* **Given exercise**
Update the items below by replacing "design team" with "product team" wherever it occurs, and leave every other part as it is.

[Excerpts from a detection dataset]
** Begin **
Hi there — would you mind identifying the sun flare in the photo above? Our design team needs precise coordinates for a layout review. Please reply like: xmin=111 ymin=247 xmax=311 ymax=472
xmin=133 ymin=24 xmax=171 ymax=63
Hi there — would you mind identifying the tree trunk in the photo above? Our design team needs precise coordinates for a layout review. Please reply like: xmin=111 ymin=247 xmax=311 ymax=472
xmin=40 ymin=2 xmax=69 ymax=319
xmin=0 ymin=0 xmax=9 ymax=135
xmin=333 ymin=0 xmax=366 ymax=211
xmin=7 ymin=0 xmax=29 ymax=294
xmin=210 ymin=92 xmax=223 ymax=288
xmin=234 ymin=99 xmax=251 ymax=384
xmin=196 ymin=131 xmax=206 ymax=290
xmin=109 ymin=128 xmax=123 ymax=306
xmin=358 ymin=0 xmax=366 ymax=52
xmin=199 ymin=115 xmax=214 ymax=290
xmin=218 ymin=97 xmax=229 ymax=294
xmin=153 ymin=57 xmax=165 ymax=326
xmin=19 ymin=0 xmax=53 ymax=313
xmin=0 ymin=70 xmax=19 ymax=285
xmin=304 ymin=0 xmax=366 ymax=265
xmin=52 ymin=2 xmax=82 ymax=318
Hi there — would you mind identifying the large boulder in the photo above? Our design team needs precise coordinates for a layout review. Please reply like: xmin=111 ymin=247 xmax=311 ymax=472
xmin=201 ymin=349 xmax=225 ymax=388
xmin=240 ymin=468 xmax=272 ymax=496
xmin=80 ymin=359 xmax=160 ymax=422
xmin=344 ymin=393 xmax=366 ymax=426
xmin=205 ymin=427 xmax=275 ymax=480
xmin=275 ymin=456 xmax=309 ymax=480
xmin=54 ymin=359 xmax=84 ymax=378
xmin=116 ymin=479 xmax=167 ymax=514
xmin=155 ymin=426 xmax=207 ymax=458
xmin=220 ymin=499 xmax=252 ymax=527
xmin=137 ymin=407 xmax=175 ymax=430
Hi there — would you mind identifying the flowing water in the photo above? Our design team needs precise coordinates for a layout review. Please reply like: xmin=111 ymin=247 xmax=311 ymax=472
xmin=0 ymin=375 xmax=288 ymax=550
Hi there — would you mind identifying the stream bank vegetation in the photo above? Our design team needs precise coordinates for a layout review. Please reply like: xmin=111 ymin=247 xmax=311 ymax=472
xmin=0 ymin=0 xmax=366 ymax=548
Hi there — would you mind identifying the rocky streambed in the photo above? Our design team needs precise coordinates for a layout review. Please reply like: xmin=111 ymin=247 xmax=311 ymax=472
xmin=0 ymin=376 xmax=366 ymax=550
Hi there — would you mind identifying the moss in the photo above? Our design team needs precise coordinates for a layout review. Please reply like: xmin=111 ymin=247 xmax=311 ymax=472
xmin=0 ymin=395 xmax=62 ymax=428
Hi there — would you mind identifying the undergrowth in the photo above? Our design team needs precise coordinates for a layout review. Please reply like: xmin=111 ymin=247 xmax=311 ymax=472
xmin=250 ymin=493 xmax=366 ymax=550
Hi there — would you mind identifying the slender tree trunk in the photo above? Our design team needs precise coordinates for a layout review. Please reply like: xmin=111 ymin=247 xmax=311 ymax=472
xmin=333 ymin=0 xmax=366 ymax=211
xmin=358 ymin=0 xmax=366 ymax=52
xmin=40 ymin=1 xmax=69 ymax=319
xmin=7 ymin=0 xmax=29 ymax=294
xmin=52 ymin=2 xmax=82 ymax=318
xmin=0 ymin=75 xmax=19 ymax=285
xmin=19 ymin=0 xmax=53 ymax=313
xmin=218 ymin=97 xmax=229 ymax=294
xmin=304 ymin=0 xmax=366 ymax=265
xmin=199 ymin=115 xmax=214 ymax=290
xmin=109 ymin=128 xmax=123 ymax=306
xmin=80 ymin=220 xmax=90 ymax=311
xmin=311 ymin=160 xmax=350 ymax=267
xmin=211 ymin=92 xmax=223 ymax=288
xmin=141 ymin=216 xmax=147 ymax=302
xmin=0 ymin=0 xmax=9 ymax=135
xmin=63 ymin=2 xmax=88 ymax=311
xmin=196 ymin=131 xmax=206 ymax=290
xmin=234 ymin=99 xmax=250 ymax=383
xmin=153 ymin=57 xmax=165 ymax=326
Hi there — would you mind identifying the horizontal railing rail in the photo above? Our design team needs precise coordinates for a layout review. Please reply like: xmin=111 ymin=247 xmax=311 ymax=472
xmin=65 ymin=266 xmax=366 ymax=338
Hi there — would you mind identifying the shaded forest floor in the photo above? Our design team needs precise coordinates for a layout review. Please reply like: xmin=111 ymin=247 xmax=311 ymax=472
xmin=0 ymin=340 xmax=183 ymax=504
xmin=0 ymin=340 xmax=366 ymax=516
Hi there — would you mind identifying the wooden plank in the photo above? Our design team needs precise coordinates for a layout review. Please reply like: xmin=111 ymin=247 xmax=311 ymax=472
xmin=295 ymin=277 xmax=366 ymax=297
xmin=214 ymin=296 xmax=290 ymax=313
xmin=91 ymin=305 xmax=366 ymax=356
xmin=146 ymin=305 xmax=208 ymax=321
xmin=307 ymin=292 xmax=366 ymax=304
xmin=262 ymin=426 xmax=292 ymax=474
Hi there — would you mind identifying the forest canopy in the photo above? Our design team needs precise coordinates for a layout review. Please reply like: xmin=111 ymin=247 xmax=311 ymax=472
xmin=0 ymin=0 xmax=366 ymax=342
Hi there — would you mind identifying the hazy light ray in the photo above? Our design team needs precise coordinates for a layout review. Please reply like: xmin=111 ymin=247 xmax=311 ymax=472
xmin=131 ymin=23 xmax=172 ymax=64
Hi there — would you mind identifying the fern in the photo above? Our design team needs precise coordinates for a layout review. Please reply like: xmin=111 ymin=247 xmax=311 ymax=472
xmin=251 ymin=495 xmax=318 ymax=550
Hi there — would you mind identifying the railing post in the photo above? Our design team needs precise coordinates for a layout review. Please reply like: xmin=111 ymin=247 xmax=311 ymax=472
** End **
* **Result of this task**
Hi there — would you mind identifying the sun flare in the photo above? Our product team needs precise coordinates for a layout review. Please reply like: xmin=111 ymin=247 xmax=311 ymax=472
xmin=133 ymin=24 xmax=171 ymax=63
Hi there — would you mind identifying the tree trunk in the photo above? Our product team needs precise coordinates for a layout review. Please reply like: xmin=111 ymin=247 xmax=311 ymax=472
xmin=40 ymin=2 xmax=69 ymax=319
xmin=0 ymin=0 xmax=9 ymax=135
xmin=333 ymin=0 xmax=366 ymax=211
xmin=7 ymin=0 xmax=29 ymax=294
xmin=210 ymin=92 xmax=223 ymax=288
xmin=234 ymin=99 xmax=251 ymax=384
xmin=196 ymin=131 xmax=206 ymax=290
xmin=109 ymin=128 xmax=123 ymax=306
xmin=358 ymin=0 xmax=366 ymax=52
xmin=199 ymin=115 xmax=214 ymax=290
xmin=218 ymin=97 xmax=229 ymax=294
xmin=153 ymin=57 xmax=165 ymax=326
xmin=19 ymin=0 xmax=53 ymax=313
xmin=0 ymin=70 xmax=19 ymax=285
xmin=304 ymin=0 xmax=366 ymax=265
xmin=52 ymin=2 xmax=82 ymax=318
Hi there — would you mind identifying the large boulder in the photo above? Our product team needs precise coordinates for a layout review. Please reply like: xmin=111 ymin=247 xmax=311 ymax=472
xmin=201 ymin=349 xmax=225 ymax=388
xmin=240 ymin=468 xmax=272 ymax=496
xmin=80 ymin=359 xmax=160 ymax=422
xmin=344 ymin=393 xmax=366 ymax=426
xmin=205 ymin=427 xmax=275 ymax=480
xmin=275 ymin=456 xmax=309 ymax=480
xmin=54 ymin=359 xmax=84 ymax=378
xmin=116 ymin=479 xmax=167 ymax=514
xmin=155 ymin=426 xmax=207 ymax=458
xmin=220 ymin=499 xmax=252 ymax=527
xmin=137 ymin=407 xmax=175 ymax=430
Hi there — would you mind identifying the flowing water in the photo above? Our product team needs precise coordinates for a layout review. Please reply like: xmin=111 ymin=247 xmax=311 ymax=472
xmin=0 ymin=375 xmax=288 ymax=550
Hi there — would you mind identifying the stream bank vegetation in the photo above? Our product team needs precise coordinates for a layout review. Please reply like: xmin=111 ymin=247 xmax=311 ymax=472
xmin=0 ymin=0 xmax=366 ymax=548
Hi there — would you mind identifying the rocky streambed in the photo above? Our product team needs precise coordinates for a layout review. Please reply like: xmin=111 ymin=247 xmax=311 ymax=472
xmin=0 ymin=376 xmax=366 ymax=550
Hi there — would you mind identifying the moss in the photo above? Our product team needs precise coordinates for a layout review. Please reply like: xmin=111 ymin=247 xmax=311 ymax=472
xmin=0 ymin=395 xmax=62 ymax=428
Hi there — would you mind identifying the undergrowth in the photo above? Our product team needs precise coordinates for a layout review. Please reply like: xmin=111 ymin=247 xmax=311 ymax=472
xmin=250 ymin=493 xmax=366 ymax=550
Hi there — would you mind identifying the slender tree trunk in the photo above? Our product team needs precise coordinates for a layout review. Please reply like: xmin=111 ymin=247 xmax=311 ymax=472
xmin=333 ymin=0 xmax=366 ymax=211
xmin=358 ymin=0 xmax=366 ymax=52
xmin=40 ymin=1 xmax=69 ymax=319
xmin=7 ymin=0 xmax=29 ymax=294
xmin=52 ymin=2 xmax=82 ymax=318
xmin=0 ymin=75 xmax=19 ymax=285
xmin=19 ymin=0 xmax=53 ymax=313
xmin=218 ymin=97 xmax=229 ymax=294
xmin=304 ymin=0 xmax=366 ymax=265
xmin=199 ymin=115 xmax=214 ymax=290
xmin=109 ymin=128 xmax=123 ymax=306
xmin=80 ymin=220 xmax=90 ymax=311
xmin=311 ymin=160 xmax=350 ymax=267
xmin=211 ymin=92 xmax=223 ymax=288
xmin=141 ymin=216 xmax=147 ymax=302
xmin=0 ymin=0 xmax=9 ymax=135
xmin=63 ymin=2 xmax=88 ymax=311
xmin=196 ymin=131 xmax=206 ymax=290
xmin=234 ymin=99 xmax=250 ymax=383
xmin=153 ymin=57 xmax=165 ymax=326
Hi there — would you mind identifying the horizontal railing rail in the photo above? Our product team needs precise coordinates for a layout review. Please reply like: xmin=111 ymin=247 xmax=311 ymax=472
xmin=65 ymin=266 xmax=366 ymax=338
Hi there — would you mind identifying the shaded forest floor in the photo above? Our product team needs precise coordinates for a layout review. Please reply like: xmin=111 ymin=247 xmax=311 ymax=472
xmin=0 ymin=340 xmax=183 ymax=504
xmin=0 ymin=340 xmax=366 ymax=516
Hi there — would you mind identifying the wooden plank in the photo above? Our product team needs precise coordinates for a layout review. Please reply like: xmin=111 ymin=247 xmax=311 ymax=472
xmin=295 ymin=277 xmax=366 ymax=297
xmin=214 ymin=296 xmax=290 ymax=313
xmin=91 ymin=305 xmax=366 ymax=356
xmin=146 ymin=305 xmax=208 ymax=321
xmin=307 ymin=292 xmax=366 ymax=304
xmin=262 ymin=426 xmax=292 ymax=474
Hi there — would you mind identifying the forest canopy in the photo above? Our product team needs precise coordinates for a layout review. Please reply like: xmin=111 ymin=247 xmax=311 ymax=472
xmin=0 ymin=0 xmax=366 ymax=342
Hi there — would you mind identifying the hazy light ray in the photo above? Our product team needs precise coordinates for a layout review. Please reply like: xmin=111 ymin=247 xmax=311 ymax=472
xmin=131 ymin=23 xmax=172 ymax=64
Hi there — would you mind identifying the fern in the photo above? Our product team needs precise coordinates for a layout review. Please reply like: xmin=111 ymin=247 xmax=311 ymax=472
xmin=251 ymin=495 xmax=318 ymax=550
Hi there — would you mind identifying the railing post in the photo above? Our product team needs precise coordinates for a layout review. Please reply like: xmin=111 ymin=247 xmax=311 ymax=472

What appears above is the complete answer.